Requests -
1) Reproduce the article below on outside workers coming to Louisiana, word for word.
2) Copy the stretch of entries from the line containing "Identify the position of each instance of the finial" through the line containing "[(72, 21), (82, 76), (12, 67)]", both ends included, with no changes.

And they are stirring up resentment. Louisianians, from high-level public officials to low-wage workers, have begun to complain about the influx of outsiders they perceive as having come to profit off their pain.

"People from other states, we appreciate their help," said Aubrey D. Cheatham, a union electrician from New Orleans who believes he lost a job to lower-paid workers from outside Louisiana. "But everybody else is getting work, not us."

Workers from all over have been pouring into Louisiana, some bused in by contracting companies, others simply turning up on their own in search of jobs. While nobody seems to know how many are here, there is plenty of work; the federal government estimates it will spend more than $450 million just to clean up hurricane debris.

And as that work continues, Louisianians are casting unhappy eyes on everyone from the giant construction companies that won federal contracts to the small-town builders driving big pickup trucks with out-of-state license plates.

Much of the overt hostility is focused on the army of Latino workers who appear to be doing much of the dirtiest cleanup work, often in the employ of those big companies, and often for less money that local workers might insist on.

State officials have expressed concerns, with Senator Mary L. Landrieu, Democrat of Louisiana, calling on Oct. 24 for an investigation of federal contractors, whom she said were hiring "low-wage undocumented workers." And in Kenner, just west of New Orleans, the City Council has passed an emergency ordinance to try to regulate workers' trailers and tents that have mushroomed all over the city.

"We're trying to be as considerate and compassionate as we can be to our out-of-town guests, but we need to preserve the quality of life for our residents as well," said Philip J. Ramon, chief of staff for Kenner's mayor.

Employers point out that they are not required to investigate the authenticity of employees' documents. And as for bringing in workers, some say they have no choice.

The data -
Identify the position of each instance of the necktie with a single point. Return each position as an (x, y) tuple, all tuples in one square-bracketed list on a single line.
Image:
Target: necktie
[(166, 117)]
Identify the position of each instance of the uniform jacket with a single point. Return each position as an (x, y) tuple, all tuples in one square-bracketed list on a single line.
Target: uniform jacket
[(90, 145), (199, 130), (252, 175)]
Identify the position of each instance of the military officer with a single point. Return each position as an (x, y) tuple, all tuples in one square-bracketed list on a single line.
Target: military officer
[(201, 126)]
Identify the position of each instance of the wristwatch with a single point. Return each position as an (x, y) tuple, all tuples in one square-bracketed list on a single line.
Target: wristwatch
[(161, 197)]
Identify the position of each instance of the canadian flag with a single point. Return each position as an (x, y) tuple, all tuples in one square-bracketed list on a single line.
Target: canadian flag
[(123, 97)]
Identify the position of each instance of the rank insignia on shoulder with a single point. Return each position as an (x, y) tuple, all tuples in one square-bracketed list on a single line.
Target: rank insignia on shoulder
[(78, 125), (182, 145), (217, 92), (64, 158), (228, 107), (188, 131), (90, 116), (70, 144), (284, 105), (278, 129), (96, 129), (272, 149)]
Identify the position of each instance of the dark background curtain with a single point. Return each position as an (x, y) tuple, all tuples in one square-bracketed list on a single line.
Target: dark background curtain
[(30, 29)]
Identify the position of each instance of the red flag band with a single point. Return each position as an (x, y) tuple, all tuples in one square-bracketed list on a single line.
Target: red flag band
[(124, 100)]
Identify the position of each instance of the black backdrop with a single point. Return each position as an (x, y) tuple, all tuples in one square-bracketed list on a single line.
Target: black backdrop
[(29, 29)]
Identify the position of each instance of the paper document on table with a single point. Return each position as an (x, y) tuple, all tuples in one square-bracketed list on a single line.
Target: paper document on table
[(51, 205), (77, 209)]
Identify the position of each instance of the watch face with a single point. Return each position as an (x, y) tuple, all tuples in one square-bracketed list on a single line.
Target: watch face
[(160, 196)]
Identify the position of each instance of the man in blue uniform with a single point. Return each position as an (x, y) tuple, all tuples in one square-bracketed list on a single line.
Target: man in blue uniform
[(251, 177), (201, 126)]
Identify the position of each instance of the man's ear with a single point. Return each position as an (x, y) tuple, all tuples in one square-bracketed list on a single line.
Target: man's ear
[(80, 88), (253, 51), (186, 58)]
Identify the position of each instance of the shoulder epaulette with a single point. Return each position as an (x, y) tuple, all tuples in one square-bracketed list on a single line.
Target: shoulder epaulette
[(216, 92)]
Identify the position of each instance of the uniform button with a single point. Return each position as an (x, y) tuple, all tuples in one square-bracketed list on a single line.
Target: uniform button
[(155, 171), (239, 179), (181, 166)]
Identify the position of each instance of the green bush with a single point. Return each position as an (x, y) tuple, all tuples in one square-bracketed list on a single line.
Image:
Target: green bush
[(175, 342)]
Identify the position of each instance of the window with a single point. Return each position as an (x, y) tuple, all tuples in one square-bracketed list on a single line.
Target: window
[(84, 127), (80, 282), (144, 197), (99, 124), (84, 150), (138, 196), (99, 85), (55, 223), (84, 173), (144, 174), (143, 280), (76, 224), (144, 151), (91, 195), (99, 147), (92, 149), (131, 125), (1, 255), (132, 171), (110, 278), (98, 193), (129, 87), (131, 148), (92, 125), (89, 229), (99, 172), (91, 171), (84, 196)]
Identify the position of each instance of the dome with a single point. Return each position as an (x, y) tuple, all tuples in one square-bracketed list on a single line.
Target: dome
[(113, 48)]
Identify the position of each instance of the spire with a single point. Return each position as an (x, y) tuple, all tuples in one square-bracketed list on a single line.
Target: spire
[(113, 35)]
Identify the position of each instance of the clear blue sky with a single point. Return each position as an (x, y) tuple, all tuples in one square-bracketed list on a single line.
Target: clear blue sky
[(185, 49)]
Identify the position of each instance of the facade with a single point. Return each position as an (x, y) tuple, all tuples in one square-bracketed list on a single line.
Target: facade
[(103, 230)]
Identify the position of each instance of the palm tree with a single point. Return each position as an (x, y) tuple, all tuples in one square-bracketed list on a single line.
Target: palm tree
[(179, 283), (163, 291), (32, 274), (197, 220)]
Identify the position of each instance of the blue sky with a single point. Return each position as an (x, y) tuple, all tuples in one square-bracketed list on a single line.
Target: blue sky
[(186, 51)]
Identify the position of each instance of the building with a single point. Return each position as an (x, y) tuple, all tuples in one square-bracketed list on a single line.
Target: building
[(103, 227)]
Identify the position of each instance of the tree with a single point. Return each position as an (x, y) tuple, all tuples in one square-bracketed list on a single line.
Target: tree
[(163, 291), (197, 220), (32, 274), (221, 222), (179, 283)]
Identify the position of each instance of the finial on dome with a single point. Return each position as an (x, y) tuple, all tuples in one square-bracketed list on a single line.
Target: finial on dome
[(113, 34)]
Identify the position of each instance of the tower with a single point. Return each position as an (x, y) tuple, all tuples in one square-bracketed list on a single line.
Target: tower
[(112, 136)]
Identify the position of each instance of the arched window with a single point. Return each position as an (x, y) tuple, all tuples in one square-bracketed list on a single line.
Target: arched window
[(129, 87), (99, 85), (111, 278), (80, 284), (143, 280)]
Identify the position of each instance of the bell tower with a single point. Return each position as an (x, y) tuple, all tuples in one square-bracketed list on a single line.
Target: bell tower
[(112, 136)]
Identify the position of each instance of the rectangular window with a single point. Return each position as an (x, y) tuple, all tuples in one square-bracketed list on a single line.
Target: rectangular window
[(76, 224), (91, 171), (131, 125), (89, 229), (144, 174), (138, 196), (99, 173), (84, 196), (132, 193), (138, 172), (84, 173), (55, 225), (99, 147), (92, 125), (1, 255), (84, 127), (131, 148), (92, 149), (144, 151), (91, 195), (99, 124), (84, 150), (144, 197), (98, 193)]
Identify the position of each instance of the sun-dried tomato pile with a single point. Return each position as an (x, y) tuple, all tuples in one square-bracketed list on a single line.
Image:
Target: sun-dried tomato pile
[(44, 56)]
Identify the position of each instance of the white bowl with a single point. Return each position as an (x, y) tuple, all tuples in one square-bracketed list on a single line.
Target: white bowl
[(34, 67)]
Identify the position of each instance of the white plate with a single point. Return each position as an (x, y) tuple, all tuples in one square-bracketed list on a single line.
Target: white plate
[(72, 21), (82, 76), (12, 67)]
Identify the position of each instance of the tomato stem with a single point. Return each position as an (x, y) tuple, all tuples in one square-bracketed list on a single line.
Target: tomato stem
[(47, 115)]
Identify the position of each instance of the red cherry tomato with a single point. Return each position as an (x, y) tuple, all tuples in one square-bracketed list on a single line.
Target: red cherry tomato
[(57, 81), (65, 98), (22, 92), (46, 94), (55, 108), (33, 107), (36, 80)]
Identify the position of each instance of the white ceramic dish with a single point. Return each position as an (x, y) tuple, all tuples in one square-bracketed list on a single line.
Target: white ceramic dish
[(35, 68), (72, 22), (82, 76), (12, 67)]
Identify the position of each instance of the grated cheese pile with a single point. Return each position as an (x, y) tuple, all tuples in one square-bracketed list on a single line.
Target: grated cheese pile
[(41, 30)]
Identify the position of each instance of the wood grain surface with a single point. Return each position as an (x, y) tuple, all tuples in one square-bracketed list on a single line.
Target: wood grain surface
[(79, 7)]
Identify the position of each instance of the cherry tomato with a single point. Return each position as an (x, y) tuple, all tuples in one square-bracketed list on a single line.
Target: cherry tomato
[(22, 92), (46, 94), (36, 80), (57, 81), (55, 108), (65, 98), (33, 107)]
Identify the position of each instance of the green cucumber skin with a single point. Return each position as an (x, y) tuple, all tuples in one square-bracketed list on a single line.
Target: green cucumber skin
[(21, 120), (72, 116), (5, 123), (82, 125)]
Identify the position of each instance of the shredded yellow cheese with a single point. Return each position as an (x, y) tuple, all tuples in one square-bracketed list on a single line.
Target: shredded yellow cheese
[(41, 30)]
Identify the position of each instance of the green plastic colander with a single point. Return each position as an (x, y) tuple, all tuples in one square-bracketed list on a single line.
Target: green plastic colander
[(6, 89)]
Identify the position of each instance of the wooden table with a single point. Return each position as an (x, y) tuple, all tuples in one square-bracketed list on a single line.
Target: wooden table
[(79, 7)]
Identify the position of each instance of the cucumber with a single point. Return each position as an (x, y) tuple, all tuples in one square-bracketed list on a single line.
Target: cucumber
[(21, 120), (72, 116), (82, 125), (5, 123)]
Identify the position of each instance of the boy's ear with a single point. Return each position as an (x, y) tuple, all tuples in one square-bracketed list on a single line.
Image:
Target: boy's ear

* * *

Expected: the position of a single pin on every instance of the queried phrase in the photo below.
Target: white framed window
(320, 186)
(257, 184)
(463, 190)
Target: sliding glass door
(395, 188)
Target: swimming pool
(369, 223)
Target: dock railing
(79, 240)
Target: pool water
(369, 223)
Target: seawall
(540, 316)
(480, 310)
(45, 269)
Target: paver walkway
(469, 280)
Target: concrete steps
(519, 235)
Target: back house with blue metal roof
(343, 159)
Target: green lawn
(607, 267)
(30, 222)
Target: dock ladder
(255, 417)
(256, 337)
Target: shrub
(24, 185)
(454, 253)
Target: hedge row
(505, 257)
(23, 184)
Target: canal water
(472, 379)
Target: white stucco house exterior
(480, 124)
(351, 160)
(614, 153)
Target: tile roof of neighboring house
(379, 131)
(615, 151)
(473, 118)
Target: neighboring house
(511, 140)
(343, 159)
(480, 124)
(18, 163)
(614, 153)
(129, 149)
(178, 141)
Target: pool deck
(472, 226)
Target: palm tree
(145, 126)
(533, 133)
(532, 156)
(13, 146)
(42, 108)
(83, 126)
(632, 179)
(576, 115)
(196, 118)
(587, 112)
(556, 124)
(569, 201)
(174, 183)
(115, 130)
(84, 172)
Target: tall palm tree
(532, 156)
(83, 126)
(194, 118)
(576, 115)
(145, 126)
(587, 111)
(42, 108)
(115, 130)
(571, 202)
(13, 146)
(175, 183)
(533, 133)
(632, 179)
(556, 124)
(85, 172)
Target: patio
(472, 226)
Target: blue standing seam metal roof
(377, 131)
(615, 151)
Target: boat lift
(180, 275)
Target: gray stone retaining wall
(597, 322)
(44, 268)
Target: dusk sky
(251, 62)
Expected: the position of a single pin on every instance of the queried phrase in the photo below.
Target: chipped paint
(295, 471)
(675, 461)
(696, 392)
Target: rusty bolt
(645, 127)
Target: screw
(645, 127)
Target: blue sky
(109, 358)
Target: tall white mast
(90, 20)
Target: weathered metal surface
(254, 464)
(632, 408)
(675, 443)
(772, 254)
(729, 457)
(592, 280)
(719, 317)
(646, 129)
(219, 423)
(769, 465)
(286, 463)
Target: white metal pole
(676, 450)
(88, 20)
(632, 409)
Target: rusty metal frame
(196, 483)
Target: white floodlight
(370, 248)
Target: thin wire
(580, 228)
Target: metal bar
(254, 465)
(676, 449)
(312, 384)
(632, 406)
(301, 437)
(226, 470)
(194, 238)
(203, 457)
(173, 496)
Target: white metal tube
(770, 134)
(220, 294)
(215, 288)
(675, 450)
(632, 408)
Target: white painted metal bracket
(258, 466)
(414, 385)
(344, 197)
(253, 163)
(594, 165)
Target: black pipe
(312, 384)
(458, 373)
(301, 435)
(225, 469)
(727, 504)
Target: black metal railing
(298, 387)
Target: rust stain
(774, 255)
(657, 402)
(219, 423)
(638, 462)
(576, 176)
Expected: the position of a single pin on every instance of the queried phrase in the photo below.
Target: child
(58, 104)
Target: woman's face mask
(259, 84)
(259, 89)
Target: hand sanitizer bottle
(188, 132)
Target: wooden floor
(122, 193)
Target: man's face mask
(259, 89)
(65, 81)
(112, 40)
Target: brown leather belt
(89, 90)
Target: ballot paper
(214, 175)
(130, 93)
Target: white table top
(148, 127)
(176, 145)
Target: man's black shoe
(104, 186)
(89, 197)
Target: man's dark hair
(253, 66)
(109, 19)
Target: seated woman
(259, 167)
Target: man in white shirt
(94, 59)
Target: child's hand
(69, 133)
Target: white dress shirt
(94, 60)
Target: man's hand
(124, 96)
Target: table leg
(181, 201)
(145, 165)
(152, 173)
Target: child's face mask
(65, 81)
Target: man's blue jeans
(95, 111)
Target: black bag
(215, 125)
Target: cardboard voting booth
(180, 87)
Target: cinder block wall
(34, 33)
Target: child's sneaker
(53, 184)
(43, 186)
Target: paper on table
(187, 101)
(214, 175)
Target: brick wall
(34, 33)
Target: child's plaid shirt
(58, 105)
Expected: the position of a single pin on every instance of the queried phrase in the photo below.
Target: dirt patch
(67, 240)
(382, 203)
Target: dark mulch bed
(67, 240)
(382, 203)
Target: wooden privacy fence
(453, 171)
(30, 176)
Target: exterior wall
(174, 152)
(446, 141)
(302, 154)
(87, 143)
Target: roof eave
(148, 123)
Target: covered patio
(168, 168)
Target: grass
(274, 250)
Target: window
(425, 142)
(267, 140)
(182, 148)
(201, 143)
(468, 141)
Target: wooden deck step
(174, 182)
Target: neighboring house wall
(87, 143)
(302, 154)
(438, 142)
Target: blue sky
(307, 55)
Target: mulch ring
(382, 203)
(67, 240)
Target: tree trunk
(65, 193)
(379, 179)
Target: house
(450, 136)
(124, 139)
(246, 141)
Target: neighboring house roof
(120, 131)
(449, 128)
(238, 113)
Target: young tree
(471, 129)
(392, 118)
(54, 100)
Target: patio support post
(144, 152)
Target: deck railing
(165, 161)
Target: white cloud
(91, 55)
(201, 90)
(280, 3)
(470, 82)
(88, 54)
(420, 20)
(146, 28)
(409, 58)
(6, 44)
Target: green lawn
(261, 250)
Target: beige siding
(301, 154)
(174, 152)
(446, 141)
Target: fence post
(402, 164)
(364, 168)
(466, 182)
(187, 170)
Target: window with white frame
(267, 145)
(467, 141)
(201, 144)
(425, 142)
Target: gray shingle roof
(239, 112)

Final results -
1)
And they are stirring up resentment. Louisianians, from high-level public officials to low-wage workers, have begun to complain about the influx of outsiders they perceive as having come to profit off their pain.

"People from other states, we appreciate their help," said Aubrey D. Cheatham, a union electrician from New Orleans who believes he lost a job to lower-paid workers from outside Louisiana. "But everybody else is getting work, not us."

Workers from all over have been pouring into Louisiana, some bused in by contracting companies, others simply turning up on their own in search of jobs. While nobody seems to know how many are here, there is plenty of work; the federal government estimates it will spend more than $450 million just to clean up hurricane debris.

And as that work continues, Louisianians are casting unhappy eyes on everyone from the giant construction companies that won federal contracts to the small-town builders driving big pickup trucks with out-of-state license plates.

Much of the overt hostility is focused on the army of Latino workers who appear to be doing much of the dirtiest cleanup work, often in the employ of those big companies, and often for less money that local workers might insist on.

State officials have expressed concerns, with Senator Mary L. Landrieu, Democrat of Louisiana, calling on Oct. 24 for an investigation of federal contractors, whom she said were hiring "low-wage undocumented workers." And in Kenner, just west of New Orleans, the City Council has passed an emergency ordinance to try to regulate workers' trailers and tents that have mushroomed all over the city.

"We're trying to be as considerate and compassionate as we can be to our out-of-town guests, but we need to preserve the quality of life for our residents as well," said Philip J. Ramon, chief of staff for Kenner's mayor.

Employers point out that they are not required to investigate the authenticity of employees' documents. And as for bringing in workers, some say they have no choice.

2)
Identify the position of each instance of the finial on dome with a single point. Return each position as an (x, y) tuple, all tuples in one square-bracketed list on a single line.
Target: finial on dome
[(113, 34)]
Identify the position of each instance of the tower with a single point. Return each position as an (x, y) tuple, all tuples in one square-bracketed list on a single line.
Target: tower
[(112, 136)]
Identify the position of each instance of the arched window with a single point. Return each position as an (x, y) tuple, all tuples in one square-bracketed list on a single line.
Target: arched window
[(129, 87), (99, 85), (111, 278), (80, 284), (143, 280)]
Identify the position of each instance of the bell tower with a single point. Return each position as an (x, y) tuple, all tuples in one square-bracketed list on a single line.
Target: bell tower
[(112, 136)]
Identify the position of each instance of the rectangular window with a single point. Return each position as an (x, y) tuple, all tuples in one square-bracketed list on a single line.
Target: rectangular window
[(76, 224), (91, 171), (131, 125), (89, 229), (144, 174), (138, 196), (99, 173), (84, 196), (132, 193), (138, 172), (84, 173), (55, 225), (99, 147), (92, 125), (1, 255), (84, 127), (131, 148), (92, 149), (144, 151), (91, 195), (99, 124), (84, 150), (144, 197), (98, 193)]
Identify the position of each instance of the sun-dried tomato pile with a single point. Return each position as an (x, y) tuple, all tuples in one square-bracketed list on a single line.
Image:
Target: sun-dried tomato pile
[(44, 56)]
Identify the position of each instance of the white bowl with a single point. Return each position as an (x, y) tuple, all tuples in one square-bracketed list on a single line.
Target: white bowl
[(34, 67)]
Identify the position of each instance of the white plate with a single point. Return each position as an (x, y) tuple, all tuples in one square-bracketed list on a single line.
Target: white plate
[(72, 21), (82, 76), (12, 67)]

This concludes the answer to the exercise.